[[ TEXT SEGMENT, beginning ]]
September is National Preparedness Month. As we turn our attention to response and support for the victims of Hurricane Harvey, it is also a good time to create or review your own emergency preparedness plan and to consider registering as a disaster response volunteer.
Here’s how to get started:
- Register now to volunteer later. United Way of Stanislaus County and other United Ways run emergency volunteer centers when disaster strikes. Contact your local United Way today to sign up to serve as a disaster response volunteer. Advance registration helps United Way with disaster preparedness planning and during an actual emergency.
- Form your own emergency preparedness plan. United Way of Long Island, New York, offers these tips:
- Make a communications plan. Know where to meet and how to communicate with family and friends. Create a list of emergency contacts. Select a person who doesn’t live near you for family members to check in with.
[[ TEXT SEGMENT, end ]]
[[ EXCERPTED DATA, beginning ]]
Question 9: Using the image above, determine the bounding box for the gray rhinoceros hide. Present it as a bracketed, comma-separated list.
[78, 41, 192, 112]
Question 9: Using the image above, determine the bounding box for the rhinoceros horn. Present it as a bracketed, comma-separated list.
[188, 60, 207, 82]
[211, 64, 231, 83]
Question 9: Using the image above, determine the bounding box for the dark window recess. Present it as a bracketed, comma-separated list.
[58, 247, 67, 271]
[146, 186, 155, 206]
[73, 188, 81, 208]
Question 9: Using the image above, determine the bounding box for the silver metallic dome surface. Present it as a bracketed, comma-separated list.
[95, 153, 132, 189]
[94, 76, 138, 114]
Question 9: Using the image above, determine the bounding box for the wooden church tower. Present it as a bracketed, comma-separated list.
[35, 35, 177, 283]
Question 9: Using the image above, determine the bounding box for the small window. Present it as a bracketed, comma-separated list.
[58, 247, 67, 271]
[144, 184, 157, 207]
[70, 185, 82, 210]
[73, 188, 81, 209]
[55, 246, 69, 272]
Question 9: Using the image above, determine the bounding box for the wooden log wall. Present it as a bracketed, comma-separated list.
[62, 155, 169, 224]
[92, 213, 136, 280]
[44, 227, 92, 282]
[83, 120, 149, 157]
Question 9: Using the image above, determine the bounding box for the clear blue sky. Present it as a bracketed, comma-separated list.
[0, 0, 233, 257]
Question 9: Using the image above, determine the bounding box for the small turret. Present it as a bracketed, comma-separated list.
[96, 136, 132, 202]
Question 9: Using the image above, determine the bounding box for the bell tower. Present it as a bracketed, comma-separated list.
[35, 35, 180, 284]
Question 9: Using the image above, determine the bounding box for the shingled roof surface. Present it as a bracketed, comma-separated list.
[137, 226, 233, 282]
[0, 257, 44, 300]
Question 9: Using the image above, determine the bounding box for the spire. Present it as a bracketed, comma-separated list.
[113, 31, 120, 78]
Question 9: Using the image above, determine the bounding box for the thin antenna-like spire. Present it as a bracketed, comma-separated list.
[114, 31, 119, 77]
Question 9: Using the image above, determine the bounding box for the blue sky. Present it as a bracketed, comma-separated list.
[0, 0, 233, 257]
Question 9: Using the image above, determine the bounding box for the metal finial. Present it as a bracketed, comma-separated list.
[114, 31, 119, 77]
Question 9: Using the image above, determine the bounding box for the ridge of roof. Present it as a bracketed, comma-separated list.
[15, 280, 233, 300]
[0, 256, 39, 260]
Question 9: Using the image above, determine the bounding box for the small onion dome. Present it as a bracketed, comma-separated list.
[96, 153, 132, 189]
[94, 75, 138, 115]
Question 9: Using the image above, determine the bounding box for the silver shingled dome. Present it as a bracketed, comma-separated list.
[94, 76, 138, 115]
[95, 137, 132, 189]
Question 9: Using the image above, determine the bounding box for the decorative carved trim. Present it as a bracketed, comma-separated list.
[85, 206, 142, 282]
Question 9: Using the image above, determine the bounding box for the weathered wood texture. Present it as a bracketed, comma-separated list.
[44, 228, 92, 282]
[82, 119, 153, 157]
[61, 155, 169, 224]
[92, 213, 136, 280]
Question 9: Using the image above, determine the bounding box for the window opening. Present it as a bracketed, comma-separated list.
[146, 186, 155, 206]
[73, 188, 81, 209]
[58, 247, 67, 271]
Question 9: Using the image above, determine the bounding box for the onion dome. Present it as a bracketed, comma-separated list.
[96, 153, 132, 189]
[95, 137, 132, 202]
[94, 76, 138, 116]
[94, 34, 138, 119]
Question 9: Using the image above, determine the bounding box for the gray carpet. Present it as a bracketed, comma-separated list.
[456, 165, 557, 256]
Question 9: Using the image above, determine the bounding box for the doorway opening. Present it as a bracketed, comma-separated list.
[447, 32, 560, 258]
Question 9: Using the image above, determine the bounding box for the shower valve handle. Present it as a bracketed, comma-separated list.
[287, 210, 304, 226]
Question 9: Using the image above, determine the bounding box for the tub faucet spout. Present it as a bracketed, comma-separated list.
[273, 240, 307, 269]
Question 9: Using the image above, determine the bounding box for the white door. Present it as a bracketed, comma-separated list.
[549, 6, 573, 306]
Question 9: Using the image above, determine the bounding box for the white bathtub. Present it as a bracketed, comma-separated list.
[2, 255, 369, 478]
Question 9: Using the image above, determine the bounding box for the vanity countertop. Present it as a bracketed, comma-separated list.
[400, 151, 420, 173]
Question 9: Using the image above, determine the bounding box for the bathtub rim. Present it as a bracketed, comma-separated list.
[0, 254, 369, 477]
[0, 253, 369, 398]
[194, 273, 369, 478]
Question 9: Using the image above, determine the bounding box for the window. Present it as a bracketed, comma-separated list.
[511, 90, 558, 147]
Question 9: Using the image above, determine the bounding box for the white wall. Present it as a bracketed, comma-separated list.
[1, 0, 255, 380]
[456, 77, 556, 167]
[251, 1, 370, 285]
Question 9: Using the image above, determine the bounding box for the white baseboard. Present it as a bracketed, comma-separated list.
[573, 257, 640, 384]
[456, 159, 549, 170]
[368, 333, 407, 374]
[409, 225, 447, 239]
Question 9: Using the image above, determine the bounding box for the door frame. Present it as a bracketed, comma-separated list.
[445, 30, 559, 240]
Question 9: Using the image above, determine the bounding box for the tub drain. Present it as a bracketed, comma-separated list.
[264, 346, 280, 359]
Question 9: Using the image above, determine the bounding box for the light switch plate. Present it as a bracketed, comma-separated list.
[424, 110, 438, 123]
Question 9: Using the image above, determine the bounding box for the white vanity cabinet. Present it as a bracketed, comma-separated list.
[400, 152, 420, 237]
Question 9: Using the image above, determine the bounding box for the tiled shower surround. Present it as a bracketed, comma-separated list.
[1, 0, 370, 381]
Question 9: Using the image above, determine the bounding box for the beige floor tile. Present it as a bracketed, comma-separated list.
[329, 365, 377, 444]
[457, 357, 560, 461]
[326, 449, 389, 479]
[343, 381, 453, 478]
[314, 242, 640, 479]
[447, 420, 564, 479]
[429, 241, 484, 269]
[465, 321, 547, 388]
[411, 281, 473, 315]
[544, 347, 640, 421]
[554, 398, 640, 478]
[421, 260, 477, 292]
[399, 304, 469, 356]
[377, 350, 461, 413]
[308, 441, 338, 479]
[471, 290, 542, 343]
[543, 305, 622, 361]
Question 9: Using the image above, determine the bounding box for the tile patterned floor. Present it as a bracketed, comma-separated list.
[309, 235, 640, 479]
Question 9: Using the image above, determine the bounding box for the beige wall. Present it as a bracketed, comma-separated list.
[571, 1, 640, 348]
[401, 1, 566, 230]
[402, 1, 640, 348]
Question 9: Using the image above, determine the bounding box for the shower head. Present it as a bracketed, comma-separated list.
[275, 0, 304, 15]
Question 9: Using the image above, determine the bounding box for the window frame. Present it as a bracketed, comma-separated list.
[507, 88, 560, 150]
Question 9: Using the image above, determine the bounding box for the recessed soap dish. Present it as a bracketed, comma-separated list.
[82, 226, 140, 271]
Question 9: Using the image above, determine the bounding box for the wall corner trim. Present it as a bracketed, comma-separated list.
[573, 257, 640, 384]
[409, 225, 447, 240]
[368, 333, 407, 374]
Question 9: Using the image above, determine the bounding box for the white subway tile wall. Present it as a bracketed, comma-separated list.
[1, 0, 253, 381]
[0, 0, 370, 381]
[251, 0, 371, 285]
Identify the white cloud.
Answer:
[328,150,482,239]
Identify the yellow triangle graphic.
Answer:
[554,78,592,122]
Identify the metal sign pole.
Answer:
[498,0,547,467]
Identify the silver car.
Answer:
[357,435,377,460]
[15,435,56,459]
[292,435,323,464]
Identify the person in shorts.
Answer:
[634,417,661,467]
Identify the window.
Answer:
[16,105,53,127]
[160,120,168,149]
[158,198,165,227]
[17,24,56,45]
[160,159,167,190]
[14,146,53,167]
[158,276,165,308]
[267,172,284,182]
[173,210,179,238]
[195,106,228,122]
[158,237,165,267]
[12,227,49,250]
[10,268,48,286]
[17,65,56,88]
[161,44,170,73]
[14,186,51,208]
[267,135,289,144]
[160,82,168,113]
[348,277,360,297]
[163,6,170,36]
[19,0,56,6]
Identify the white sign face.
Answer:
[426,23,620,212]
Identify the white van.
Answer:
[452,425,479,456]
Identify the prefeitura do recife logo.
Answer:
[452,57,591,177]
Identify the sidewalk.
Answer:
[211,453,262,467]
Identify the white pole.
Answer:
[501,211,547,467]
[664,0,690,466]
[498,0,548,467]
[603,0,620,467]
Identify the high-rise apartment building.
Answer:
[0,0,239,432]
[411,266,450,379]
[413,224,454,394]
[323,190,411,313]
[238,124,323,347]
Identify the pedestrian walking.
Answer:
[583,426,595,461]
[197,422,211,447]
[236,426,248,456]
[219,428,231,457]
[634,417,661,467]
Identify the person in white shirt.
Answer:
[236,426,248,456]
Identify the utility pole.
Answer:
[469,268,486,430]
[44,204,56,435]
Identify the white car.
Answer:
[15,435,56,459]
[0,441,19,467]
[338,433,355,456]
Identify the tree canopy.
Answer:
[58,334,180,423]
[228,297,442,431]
[[ EXCERPTED DATA, end ]]
* [WHAT TO WORK ON]:
- A) Answer these questions using the emergency preparedness text:
(i) Which month is National Preparedness Month?
(ii) Which United Way offers the tips for forming your own emergency preparedness plan?
(iii) Whom should family members check in with under the communications plan?
- B) Rewrite the paragraph of the emergency preparedness text that begins "Register now to volunteer later" as a short bulleted list, keeping its main facts.
- C) Extend the emergency preparedness text, starting after its last sentence.

* [EXERCISE RESULTS]:
- A)
(i) September.
(ii) United Way of Long Island, New York.
(iii) A person who doesn't live near you.

- B)
- United Way of Stanislaus County and other United Ways run emergency volunteer centers when disaster strikes.
- Contact your local United Way now to sign up as a disaster response volunteer.
- Advance registration helps United Way with preparedness planning and during an actual emergency.

- C)
- Prepare to evacuate your home. Review and practice escape routes. Plan to evacuate the region. Where to go? How to travel? Have cash – ATMs may not work. Don’t forget vital documents. And, how will you secure your home from flying debris, power outages and the like?
- Get your vehicle ready. Keep a full tank of gas if an evacuation seems likely – gas pumps may not work just when you need to get out of town. Leave early. Follow evacuation routes.
- Create an emergency supply kit. Include enough provisions for at least three days. Include food, water, battery radio, flashlight, batteries, first aid, and toiletries. Have an emergency kit at home, work and in your car.
- Consider special needs. Know your child’s school or day care emergency plan and contact information. Don’t forget to pack books, games and activities for kids. Have you thought of pets? Medications? Elders and the disabled? Pack extra clothes and blankets for people you may be transporting.
- Remember to call 2-1-1 if you need help in the aftermath of an emergency. This free, confidential service provides 24/7 information and support in North America. The specialists on the other end of the line use a network of information from government, private and nonprofit organizations to get people the help they need.
You’ll find more ideas for being prepared here.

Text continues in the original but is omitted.